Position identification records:
** Start **

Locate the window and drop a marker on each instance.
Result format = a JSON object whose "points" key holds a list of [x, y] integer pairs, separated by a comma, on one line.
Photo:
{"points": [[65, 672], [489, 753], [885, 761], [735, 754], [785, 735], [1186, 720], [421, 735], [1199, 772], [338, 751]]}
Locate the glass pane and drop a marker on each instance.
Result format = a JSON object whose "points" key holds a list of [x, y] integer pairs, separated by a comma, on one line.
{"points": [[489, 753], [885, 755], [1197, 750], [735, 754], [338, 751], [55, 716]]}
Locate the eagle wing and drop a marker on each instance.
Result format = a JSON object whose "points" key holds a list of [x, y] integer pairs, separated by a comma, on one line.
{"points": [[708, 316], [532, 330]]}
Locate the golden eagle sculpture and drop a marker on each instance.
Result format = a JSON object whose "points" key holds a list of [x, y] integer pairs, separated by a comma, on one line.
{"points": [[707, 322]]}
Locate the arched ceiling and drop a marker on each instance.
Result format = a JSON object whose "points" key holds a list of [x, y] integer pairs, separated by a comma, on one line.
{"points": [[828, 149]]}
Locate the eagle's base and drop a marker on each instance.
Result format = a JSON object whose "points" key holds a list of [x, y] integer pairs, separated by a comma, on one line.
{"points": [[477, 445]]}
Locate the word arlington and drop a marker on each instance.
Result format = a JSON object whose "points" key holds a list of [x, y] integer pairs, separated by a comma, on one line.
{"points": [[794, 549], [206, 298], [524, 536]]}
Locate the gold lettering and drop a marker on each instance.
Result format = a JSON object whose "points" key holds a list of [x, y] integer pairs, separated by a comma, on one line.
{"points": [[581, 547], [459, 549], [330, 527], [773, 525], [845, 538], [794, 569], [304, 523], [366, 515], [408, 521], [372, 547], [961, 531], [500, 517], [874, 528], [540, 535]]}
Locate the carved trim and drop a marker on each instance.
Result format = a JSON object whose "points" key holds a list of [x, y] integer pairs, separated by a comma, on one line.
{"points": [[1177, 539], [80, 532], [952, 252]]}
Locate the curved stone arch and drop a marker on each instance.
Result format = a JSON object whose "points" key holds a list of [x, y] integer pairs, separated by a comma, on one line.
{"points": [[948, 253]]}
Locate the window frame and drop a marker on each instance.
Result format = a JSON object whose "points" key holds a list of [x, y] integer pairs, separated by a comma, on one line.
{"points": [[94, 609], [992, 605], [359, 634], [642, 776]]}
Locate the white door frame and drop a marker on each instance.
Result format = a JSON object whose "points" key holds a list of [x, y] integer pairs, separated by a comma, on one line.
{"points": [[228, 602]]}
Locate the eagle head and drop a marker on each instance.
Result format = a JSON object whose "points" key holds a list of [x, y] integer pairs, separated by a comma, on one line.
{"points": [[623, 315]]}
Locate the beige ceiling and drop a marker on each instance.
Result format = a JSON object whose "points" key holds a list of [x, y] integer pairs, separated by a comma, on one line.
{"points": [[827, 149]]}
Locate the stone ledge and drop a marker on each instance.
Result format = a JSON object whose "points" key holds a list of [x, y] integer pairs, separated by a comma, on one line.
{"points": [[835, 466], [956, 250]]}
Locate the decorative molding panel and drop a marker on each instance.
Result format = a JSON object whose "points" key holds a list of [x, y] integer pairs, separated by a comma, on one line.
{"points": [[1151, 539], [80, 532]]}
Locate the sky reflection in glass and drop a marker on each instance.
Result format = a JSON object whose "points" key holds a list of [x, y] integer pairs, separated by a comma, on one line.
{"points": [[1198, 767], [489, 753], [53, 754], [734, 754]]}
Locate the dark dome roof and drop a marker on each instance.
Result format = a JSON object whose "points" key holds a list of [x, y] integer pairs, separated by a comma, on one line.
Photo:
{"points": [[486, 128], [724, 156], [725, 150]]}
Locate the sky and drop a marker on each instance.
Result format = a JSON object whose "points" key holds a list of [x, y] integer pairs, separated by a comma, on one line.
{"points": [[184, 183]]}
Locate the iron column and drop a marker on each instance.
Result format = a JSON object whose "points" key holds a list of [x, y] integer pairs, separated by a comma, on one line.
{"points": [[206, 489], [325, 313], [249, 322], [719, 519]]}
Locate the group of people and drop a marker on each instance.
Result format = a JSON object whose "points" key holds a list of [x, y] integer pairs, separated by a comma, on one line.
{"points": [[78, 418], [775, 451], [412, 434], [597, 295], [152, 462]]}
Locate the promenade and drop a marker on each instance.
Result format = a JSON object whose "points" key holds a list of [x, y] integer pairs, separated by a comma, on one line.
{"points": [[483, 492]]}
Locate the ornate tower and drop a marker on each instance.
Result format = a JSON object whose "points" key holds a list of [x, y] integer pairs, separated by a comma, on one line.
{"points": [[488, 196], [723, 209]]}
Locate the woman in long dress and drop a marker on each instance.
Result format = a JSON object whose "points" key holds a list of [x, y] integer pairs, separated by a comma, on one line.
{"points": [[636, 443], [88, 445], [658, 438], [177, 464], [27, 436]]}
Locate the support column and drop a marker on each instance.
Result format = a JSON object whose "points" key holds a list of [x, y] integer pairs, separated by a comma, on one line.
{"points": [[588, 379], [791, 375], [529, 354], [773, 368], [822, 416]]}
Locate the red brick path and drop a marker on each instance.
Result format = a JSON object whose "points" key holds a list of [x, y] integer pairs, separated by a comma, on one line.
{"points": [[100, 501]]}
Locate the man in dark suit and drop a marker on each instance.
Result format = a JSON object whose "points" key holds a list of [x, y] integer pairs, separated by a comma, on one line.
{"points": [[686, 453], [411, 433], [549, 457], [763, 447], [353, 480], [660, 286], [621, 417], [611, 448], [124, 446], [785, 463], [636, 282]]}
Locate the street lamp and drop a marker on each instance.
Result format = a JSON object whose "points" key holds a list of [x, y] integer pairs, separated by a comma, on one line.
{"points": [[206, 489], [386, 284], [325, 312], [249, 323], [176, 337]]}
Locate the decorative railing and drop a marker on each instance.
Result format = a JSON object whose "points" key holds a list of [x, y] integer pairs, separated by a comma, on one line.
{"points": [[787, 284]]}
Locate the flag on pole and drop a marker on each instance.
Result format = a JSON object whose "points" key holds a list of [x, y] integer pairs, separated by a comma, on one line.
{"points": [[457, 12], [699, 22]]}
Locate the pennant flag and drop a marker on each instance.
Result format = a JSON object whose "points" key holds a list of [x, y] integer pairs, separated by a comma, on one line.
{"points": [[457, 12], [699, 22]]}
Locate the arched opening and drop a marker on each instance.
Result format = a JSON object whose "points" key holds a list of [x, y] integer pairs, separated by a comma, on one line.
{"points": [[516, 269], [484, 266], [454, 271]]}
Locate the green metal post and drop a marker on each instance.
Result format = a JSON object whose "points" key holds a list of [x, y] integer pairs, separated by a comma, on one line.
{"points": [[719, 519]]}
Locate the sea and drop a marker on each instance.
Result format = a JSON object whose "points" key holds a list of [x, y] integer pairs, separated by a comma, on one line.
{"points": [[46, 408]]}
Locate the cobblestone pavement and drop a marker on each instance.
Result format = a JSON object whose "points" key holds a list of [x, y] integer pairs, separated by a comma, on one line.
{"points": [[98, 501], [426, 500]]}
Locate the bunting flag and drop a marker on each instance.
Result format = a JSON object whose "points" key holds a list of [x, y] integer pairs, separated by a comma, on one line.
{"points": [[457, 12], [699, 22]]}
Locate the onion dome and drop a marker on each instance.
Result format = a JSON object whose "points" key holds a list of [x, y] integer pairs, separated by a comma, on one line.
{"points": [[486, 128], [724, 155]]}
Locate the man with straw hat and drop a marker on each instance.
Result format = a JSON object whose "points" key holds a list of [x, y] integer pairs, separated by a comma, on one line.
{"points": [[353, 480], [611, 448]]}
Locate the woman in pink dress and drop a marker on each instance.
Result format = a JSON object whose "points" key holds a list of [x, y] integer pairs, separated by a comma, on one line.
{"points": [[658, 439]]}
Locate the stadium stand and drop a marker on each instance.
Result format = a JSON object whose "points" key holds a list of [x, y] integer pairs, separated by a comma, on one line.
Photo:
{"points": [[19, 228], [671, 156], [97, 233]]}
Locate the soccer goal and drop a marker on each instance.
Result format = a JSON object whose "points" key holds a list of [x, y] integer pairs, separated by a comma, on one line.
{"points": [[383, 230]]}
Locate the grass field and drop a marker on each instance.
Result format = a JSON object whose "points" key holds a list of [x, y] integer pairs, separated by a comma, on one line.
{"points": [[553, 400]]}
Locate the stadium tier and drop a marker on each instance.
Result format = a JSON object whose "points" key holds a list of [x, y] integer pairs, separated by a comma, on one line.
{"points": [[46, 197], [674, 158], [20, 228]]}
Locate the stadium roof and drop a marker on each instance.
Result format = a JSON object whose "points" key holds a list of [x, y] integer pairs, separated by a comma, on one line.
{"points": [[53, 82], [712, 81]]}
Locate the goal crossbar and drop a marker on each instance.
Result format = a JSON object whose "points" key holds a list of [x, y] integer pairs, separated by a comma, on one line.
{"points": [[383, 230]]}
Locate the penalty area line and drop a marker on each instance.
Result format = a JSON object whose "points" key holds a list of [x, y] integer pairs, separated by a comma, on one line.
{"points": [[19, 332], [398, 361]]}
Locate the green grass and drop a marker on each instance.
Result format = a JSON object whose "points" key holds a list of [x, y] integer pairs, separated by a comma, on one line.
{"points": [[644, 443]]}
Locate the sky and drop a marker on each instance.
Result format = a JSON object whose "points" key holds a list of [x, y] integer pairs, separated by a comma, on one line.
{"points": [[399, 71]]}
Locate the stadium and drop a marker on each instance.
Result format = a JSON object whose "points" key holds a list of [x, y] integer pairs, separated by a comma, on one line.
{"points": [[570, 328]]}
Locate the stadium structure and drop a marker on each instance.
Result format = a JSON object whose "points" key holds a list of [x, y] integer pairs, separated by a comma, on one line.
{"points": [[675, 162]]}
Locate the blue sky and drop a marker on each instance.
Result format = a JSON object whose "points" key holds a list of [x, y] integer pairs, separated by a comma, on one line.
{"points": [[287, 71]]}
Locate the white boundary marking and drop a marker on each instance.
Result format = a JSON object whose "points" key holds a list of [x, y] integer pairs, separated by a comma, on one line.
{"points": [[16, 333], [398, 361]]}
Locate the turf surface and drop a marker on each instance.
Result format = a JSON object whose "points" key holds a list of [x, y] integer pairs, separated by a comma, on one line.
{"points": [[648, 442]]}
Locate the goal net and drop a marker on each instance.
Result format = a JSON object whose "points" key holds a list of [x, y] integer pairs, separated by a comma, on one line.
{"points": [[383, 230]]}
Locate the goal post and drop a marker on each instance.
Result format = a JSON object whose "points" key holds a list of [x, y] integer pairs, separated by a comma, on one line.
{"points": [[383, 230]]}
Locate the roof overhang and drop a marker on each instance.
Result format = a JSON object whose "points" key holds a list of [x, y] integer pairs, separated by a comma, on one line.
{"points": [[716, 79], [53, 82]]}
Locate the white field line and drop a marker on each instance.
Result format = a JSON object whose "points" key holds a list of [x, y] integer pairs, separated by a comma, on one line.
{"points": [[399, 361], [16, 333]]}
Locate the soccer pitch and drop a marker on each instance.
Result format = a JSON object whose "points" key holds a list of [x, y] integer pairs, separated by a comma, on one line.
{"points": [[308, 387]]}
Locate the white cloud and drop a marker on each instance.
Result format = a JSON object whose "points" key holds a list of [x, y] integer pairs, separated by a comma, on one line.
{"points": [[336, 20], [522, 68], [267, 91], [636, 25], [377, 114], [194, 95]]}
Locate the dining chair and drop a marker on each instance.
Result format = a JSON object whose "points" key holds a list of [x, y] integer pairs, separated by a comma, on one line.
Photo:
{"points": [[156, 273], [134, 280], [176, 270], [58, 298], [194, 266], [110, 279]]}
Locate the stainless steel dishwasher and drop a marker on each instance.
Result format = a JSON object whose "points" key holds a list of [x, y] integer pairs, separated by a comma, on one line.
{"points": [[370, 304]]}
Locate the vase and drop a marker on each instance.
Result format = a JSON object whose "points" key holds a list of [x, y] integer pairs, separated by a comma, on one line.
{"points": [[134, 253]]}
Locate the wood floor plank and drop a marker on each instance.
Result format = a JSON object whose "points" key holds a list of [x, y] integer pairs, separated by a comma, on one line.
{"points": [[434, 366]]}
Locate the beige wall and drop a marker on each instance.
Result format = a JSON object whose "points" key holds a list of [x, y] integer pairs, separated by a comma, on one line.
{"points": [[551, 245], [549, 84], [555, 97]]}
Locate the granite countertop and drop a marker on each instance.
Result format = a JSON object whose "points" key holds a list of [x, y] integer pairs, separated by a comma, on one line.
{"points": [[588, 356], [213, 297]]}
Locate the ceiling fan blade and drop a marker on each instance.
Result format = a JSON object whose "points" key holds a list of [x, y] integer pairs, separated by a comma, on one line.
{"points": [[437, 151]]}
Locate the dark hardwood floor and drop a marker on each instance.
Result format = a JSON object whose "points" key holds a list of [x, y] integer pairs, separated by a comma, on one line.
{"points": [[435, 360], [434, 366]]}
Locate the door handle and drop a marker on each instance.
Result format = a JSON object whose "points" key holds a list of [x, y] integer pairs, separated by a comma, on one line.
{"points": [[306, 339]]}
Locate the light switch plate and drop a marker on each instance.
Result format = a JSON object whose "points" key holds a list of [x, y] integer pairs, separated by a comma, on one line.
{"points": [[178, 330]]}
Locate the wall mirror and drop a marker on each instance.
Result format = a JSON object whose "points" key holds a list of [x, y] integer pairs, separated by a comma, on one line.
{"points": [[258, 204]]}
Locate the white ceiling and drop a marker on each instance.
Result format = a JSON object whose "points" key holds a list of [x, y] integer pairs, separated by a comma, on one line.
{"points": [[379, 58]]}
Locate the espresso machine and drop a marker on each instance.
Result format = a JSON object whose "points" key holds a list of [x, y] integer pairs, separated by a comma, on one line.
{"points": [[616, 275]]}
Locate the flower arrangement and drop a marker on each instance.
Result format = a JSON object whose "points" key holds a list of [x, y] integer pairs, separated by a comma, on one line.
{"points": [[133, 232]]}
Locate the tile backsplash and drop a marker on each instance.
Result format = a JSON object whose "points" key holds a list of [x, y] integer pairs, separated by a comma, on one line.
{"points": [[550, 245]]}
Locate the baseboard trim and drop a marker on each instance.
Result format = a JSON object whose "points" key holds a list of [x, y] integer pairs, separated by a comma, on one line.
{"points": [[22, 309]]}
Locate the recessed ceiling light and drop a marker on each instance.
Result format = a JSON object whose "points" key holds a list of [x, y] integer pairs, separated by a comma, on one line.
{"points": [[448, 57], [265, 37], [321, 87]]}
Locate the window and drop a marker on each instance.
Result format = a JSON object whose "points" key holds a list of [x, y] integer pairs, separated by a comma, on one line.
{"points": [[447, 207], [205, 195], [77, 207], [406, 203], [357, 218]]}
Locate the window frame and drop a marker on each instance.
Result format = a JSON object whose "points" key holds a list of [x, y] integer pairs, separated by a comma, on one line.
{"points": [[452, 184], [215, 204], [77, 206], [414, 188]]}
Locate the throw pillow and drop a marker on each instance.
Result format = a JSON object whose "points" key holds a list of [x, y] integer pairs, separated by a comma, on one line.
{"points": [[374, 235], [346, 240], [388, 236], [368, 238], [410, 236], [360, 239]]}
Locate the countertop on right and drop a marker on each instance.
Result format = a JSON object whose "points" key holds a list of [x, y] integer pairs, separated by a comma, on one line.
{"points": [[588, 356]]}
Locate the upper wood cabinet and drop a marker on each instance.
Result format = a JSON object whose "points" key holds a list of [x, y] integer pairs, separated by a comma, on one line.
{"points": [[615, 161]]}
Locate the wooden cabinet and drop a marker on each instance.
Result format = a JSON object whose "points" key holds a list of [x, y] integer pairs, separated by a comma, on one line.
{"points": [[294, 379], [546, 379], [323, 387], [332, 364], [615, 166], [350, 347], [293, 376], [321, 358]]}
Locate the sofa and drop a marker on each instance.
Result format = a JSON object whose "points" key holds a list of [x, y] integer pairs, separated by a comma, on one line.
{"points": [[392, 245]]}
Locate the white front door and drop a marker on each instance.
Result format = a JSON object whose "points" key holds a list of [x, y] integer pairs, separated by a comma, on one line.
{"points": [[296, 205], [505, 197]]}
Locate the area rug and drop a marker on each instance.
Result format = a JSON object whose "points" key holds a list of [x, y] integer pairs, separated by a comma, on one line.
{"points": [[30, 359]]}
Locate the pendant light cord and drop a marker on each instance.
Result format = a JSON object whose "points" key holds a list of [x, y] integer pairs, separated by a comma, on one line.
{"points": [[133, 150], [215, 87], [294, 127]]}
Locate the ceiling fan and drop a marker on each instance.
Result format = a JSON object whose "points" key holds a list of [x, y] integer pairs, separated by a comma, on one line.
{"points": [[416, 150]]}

** End **

What you will do:
In the listing above, find the line containing "Locate the area", then reproduce it and each line after it through the end, exactly and with nothing added.

Result of this exercise:
Locate the area rug and drop a marker on each instance.
Result format = a JSON object whose "points" key holds a list of [x, y] integer pairs, separated by a comma, on one line.
{"points": [[30, 359]]}
Locate the pendant light cord and drop a marker on each instance.
Result format = a JSON object whose "points" key holds a list of [x, y] integer pairs, separated by a comma, on one line.
{"points": [[133, 150], [215, 87], [294, 127]]}
Locate the ceiling fan and drop a marker on each instance.
Result format = a JSON object whose "points" key holds a list of [x, y] integer pairs, separated by a comma, on one line.
{"points": [[416, 150]]}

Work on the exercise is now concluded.